WHAT NEEDS TO BE DONE.
Report every line of the material that contains the string "girl".
(SOURCE DATA)
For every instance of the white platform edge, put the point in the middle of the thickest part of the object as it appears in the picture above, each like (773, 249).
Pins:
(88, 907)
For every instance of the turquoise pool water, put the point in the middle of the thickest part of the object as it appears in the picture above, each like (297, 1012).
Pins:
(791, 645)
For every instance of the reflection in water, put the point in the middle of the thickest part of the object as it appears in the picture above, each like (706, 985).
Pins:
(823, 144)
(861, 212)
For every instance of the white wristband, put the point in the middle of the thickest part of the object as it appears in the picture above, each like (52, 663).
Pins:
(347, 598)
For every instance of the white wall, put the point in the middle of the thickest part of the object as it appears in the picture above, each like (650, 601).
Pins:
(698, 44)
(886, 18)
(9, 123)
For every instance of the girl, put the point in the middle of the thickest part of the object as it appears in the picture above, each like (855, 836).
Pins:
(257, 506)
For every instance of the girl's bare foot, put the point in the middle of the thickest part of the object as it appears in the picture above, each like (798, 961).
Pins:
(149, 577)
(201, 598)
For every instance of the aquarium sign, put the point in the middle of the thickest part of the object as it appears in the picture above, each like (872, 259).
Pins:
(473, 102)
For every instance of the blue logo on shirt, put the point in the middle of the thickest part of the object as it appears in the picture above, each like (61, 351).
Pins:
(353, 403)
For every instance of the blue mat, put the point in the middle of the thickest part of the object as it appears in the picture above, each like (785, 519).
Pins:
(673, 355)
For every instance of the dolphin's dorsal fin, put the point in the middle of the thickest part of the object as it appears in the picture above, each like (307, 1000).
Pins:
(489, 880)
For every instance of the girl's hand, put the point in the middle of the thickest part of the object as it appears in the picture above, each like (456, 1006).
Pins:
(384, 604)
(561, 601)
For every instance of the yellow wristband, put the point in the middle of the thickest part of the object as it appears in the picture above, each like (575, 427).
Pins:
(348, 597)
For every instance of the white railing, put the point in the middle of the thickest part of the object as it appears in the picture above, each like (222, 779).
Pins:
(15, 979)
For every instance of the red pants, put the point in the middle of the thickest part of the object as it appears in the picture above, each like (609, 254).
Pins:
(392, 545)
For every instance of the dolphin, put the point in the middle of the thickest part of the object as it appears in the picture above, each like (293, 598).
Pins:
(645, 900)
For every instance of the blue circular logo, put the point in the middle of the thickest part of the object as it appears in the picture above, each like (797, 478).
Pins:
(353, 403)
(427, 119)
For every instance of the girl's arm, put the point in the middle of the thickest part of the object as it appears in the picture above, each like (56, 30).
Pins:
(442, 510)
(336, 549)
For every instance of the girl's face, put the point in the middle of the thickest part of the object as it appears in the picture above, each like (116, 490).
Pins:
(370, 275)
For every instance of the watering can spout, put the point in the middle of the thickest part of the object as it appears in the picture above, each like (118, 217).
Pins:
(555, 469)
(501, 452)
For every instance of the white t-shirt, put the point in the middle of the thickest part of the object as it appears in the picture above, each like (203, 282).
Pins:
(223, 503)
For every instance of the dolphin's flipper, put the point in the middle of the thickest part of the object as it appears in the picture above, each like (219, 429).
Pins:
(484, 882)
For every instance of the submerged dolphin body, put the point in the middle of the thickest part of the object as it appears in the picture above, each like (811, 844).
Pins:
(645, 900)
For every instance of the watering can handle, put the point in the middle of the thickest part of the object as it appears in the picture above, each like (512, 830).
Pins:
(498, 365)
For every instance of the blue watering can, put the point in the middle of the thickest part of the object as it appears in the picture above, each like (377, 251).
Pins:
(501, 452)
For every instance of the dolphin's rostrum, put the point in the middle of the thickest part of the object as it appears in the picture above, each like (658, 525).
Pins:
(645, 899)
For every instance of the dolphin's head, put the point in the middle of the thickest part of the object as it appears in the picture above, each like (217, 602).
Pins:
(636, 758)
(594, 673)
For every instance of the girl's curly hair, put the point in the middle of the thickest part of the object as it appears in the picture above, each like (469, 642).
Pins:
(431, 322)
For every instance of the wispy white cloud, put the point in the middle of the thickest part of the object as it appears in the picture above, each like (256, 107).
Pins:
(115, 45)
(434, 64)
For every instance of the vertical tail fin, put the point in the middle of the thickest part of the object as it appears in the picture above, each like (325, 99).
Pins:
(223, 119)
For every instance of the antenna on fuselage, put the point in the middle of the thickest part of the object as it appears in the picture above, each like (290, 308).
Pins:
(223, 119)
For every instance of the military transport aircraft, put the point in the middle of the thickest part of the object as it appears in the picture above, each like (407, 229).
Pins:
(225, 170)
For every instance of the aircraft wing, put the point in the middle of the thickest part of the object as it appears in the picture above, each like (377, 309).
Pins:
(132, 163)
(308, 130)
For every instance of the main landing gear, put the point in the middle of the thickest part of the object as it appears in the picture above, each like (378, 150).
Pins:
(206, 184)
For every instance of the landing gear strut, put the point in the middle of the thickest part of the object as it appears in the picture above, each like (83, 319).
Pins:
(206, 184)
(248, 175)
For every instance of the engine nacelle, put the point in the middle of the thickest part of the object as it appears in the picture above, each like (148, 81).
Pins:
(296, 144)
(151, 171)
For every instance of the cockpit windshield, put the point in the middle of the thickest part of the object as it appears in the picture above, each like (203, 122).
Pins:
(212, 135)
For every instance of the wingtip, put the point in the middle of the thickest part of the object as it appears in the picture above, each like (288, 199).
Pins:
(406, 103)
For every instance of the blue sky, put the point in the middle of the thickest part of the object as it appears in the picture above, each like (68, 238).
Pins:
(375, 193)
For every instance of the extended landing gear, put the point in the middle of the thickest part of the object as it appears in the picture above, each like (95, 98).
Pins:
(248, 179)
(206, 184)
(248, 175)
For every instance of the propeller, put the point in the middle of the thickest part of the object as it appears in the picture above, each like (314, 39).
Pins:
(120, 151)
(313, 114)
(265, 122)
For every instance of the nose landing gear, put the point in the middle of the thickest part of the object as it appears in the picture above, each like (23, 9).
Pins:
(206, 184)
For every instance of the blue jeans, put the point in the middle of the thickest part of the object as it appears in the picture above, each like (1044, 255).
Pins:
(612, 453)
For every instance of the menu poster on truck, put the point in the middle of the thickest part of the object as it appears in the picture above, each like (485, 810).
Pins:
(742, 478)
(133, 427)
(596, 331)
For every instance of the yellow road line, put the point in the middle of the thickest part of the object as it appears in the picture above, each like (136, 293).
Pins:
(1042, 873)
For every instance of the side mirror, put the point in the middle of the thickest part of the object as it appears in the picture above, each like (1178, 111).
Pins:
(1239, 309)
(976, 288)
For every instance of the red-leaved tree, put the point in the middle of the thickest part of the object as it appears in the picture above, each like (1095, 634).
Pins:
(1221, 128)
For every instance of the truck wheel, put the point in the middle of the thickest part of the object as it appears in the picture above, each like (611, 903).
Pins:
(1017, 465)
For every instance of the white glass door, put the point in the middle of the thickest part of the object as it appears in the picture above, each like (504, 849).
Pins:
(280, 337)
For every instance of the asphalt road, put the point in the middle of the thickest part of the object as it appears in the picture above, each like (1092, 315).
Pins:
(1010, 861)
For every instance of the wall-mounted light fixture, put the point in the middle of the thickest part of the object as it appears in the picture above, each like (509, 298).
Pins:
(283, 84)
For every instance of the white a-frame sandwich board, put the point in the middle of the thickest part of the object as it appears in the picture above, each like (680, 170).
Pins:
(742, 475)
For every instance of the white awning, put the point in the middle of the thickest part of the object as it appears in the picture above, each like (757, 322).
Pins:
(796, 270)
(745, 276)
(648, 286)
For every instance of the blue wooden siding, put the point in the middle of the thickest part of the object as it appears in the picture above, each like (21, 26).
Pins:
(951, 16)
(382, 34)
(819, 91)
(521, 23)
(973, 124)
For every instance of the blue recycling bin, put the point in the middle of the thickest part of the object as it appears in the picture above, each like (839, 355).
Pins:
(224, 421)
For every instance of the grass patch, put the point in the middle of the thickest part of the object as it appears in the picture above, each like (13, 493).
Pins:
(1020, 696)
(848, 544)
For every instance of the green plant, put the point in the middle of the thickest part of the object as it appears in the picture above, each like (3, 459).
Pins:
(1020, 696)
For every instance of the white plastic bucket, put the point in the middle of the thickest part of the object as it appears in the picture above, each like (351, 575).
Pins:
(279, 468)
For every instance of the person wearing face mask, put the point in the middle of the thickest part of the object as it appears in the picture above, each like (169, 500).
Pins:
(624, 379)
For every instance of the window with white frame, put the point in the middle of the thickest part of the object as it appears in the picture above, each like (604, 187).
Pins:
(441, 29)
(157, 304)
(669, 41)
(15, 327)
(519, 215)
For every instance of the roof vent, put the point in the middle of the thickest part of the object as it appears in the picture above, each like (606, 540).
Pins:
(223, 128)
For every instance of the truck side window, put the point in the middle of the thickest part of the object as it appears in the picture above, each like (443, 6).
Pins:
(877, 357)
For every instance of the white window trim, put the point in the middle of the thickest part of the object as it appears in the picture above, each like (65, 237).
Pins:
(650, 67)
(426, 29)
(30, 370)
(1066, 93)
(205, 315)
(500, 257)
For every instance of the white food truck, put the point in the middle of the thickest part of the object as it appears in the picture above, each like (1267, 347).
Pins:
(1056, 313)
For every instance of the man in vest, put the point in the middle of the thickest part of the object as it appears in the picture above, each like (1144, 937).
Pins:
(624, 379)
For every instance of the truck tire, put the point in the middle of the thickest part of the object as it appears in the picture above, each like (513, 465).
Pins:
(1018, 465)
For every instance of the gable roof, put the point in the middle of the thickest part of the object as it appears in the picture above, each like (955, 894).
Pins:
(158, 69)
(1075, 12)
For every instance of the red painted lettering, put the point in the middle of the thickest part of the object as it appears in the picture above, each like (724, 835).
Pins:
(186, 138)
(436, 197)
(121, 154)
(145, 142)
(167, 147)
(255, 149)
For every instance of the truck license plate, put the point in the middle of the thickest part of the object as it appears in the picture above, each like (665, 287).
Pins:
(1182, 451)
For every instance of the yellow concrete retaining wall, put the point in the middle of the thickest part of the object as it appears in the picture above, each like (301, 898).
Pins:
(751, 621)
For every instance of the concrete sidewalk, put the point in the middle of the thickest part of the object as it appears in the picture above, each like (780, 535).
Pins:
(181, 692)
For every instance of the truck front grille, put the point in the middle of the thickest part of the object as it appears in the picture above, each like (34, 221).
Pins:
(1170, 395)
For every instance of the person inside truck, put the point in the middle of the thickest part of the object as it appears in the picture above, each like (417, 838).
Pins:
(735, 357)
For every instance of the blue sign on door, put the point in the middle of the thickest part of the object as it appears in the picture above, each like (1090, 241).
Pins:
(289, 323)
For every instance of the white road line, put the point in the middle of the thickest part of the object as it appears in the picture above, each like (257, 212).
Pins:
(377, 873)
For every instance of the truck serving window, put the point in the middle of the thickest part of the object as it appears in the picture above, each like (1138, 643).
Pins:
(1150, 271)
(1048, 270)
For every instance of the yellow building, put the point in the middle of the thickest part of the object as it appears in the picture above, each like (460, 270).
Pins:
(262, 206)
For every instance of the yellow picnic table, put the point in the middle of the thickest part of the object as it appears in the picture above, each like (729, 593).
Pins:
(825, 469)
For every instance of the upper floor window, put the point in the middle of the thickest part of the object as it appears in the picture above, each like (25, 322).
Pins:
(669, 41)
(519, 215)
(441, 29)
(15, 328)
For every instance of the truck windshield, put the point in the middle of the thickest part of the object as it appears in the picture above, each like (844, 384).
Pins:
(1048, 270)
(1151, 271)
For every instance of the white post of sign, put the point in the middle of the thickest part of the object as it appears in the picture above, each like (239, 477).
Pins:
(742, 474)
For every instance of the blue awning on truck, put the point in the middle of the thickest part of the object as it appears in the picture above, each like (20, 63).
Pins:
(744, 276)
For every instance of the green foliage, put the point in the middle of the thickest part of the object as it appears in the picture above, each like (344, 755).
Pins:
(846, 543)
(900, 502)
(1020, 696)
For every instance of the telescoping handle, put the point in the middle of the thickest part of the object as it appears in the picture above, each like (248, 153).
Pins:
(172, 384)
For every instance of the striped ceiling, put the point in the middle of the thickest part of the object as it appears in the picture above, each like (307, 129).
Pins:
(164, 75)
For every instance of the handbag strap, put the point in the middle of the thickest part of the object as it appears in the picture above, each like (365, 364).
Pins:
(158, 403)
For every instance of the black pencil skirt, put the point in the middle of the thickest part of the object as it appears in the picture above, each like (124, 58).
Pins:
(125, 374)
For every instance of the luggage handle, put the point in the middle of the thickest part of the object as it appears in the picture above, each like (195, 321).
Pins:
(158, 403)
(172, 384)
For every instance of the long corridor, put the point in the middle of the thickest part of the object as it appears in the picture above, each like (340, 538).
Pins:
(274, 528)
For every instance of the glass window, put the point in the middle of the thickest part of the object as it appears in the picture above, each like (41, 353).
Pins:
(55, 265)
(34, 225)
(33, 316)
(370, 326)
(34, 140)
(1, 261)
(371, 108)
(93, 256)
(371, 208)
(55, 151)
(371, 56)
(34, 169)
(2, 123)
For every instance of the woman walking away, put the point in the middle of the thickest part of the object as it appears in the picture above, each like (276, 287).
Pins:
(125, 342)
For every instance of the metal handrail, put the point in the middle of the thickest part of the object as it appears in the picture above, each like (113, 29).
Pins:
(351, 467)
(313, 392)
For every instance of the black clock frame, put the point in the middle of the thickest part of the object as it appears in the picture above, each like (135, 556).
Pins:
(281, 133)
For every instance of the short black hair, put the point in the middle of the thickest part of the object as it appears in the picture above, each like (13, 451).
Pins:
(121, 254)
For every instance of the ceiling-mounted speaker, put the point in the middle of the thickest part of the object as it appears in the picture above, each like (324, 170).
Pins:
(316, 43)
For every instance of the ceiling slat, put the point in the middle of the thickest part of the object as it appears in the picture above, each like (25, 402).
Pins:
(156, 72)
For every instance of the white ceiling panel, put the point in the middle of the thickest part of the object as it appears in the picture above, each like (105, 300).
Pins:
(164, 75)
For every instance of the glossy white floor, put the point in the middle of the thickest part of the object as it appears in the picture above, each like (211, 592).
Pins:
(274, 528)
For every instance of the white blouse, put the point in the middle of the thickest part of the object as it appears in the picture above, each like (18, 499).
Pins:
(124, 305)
(End SOURCE DATA)
SOLUTION FOR THIS TASK.
For every instance of the girl, put the point in the middle of the thickest part of the object as it appears in the picture above, each like (855, 836).
For every instance of the girl's bare foot, put the point in the middle of the thickest part of the object as it appears in the picture above, each like (798, 961).
For every instance of the girl's hand, put the point in the middle of the thickest part of the object as it appears in the picture above, each like (456, 1006).
For every instance of the girl's arm, put the point in the middle of the thickest part of the object as it appears in the picture above, each like (56, 30).
For every instance of the girl's face, put the point in the middle of the thickest part of the object as it appears in the picture above, each like (116, 490).
For every instance of the girl's curly hair, put the point in the middle of the thickest part of the object as it appears in the picture above, each like (469, 642).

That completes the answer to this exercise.